» **DESCRIPTION OF THE TASK**
Show every line of the entries below that contains the string "high".

(Source records)
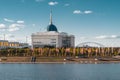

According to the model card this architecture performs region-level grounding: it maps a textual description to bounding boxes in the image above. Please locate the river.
[0,63,120,80]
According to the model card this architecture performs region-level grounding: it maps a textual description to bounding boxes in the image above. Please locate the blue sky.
[0,0,120,46]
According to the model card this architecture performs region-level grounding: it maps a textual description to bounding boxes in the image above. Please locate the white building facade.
[31,10,75,48]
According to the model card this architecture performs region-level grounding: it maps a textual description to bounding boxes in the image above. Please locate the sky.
[0,0,120,47]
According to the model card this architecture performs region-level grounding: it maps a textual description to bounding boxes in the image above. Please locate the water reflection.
[0,63,120,80]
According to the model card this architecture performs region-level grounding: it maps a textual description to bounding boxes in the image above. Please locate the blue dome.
[47,24,58,32]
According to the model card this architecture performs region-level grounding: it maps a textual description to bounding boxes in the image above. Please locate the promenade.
[0,57,120,64]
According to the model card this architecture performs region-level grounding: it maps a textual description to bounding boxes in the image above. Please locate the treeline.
[0,47,120,58]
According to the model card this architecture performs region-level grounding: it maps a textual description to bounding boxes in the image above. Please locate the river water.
[0,63,120,80]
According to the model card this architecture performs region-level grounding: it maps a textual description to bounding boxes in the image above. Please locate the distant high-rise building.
[31,11,75,48]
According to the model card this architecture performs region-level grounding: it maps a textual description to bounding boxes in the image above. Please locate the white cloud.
[17,21,24,24]
[48,1,58,6]
[6,34,15,38]
[73,10,82,14]
[8,24,24,32]
[4,18,14,22]
[84,11,93,14]
[95,35,120,39]
[32,24,36,27]
[64,3,70,6]
[73,10,93,14]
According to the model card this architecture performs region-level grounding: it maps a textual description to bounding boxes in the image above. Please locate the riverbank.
[0,57,120,64]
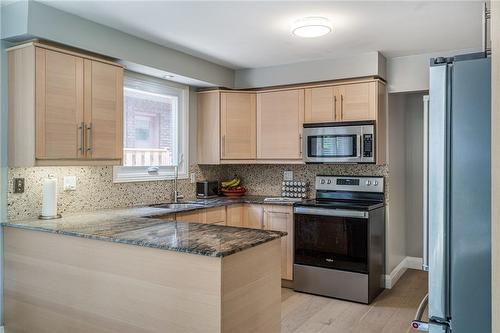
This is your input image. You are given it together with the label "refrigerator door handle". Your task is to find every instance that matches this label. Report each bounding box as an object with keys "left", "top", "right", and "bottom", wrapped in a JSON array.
[
  {"left": 427, "top": 64, "right": 452, "bottom": 321},
  {"left": 422, "top": 95, "right": 429, "bottom": 271}
]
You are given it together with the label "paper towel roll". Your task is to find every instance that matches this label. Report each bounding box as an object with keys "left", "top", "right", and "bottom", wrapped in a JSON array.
[{"left": 42, "top": 176, "right": 57, "bottom": 217}]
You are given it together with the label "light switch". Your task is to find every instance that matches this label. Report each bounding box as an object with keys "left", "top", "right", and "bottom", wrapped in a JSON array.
[
  {"left": 283, "top": 171, "right": 293, "bottom": 181},
  {"left": 64, "top": 176, "right": 76, "bottom": 191}
]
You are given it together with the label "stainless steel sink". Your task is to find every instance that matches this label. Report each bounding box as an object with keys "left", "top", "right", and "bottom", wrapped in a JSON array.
[{"left": 151, "top": 202, "right": 205, "bottom": 210}]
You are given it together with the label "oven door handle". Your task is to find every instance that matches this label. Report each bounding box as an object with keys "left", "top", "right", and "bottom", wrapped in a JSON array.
[{"left": 293, "top": 207, "right": 370, "bottom": 219}]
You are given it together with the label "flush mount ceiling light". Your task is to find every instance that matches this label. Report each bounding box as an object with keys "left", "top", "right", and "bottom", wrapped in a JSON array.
[{"left": 291, "top": 17, "right": 333, "bottom": 38}]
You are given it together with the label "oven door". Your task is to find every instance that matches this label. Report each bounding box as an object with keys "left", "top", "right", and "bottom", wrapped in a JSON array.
[
  {"left": 303, "top": 125, "right": 374, "bottom": 163},
  {"left": 294, "top": 206, "right": 368, "bottom": 273}
]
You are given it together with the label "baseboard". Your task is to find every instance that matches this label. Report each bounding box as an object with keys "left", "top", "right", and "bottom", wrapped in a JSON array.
[{"left": 385, "top": 257, "right": 422, "bottom": 289}]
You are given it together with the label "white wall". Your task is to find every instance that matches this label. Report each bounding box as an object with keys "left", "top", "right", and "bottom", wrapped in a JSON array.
[
  {"left": 404, "top": 93, "right": 424, "bottom": 258},
  {"left": 386, "top": 94, "right": 406, "bottom": 274},
  {"left": 234, "top": 52, "right": 386, "bottom": 88}
]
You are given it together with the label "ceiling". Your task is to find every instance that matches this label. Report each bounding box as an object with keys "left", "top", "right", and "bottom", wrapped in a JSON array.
[{"left": 37, "top": 0, "right": 482, "bottom": 69}]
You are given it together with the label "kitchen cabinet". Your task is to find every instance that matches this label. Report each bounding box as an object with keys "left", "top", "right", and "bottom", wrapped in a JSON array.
[
  {"left": 200, "top": 206, "right": 226, "bottom": 225},
  {"left": 257, "top": 89, "right": 304, "bottom": 160},
  {"left": 304, "top": 86, "right": 338, "bottom": 123},
  {"left": 8, "top": 42, "right": 123, "bottom": 167},
  {"left": 220, "top": 92, "right": 257, "bottom": 160},
  {"left": 264, "top": 205, "right": 293, "bottom": 280},
  {"left": 175, "top": 209, "right": 203, "bottom": 223},
  {"left": 197, "top": 90, "right": 221, "bottom": 164},
  {"left": 336, "top": 82, "right": 378, "bottom": 121},
  {"left": 305, "top": 80, "right": 382, "bottom": 123},
  {"left": 226, "top": 204, "right": 264, "bottom": 229},
  {"left": 175, "top": 207, "right": 226, "bottom": 225},
  {"left": 83, "top": 59, "right": 123, "bottom": 160}
]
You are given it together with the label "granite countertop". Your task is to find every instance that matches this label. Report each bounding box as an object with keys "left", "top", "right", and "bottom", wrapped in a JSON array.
[{"left": 3, "top": 196, "right": 291, "bottom": 257}]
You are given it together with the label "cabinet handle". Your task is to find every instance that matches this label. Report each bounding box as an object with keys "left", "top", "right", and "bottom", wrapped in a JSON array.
[
  {"left": 333, "top": 95, "right": 337, "bottom": 120},
  {"left": 222, "top": 135, "right": 226, "bottom": 157},
  {"left": 78, "top": 122, "right": 85, "bottom": 155},
  {"left": 340, "top": 94, "right": 344, "bottom": 119},
  {"left": 86, "top": 123, "right": 94, "bottom": 152},
  {"left": 299, "top": 134, "right": 302, "bottom": 157}
]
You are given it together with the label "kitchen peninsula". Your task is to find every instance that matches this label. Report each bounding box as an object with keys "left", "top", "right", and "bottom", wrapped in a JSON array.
[{"left": 4, "top": 207, "right": 285, "bottom": 333}]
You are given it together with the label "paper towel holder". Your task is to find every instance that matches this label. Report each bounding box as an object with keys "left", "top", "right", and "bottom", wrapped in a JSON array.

» **TASK SOLUTION**
According to the model card this architecture performs region-level grounding: it maps a textual description to bounding boxes in the image above. Please locate the distant high-rise building.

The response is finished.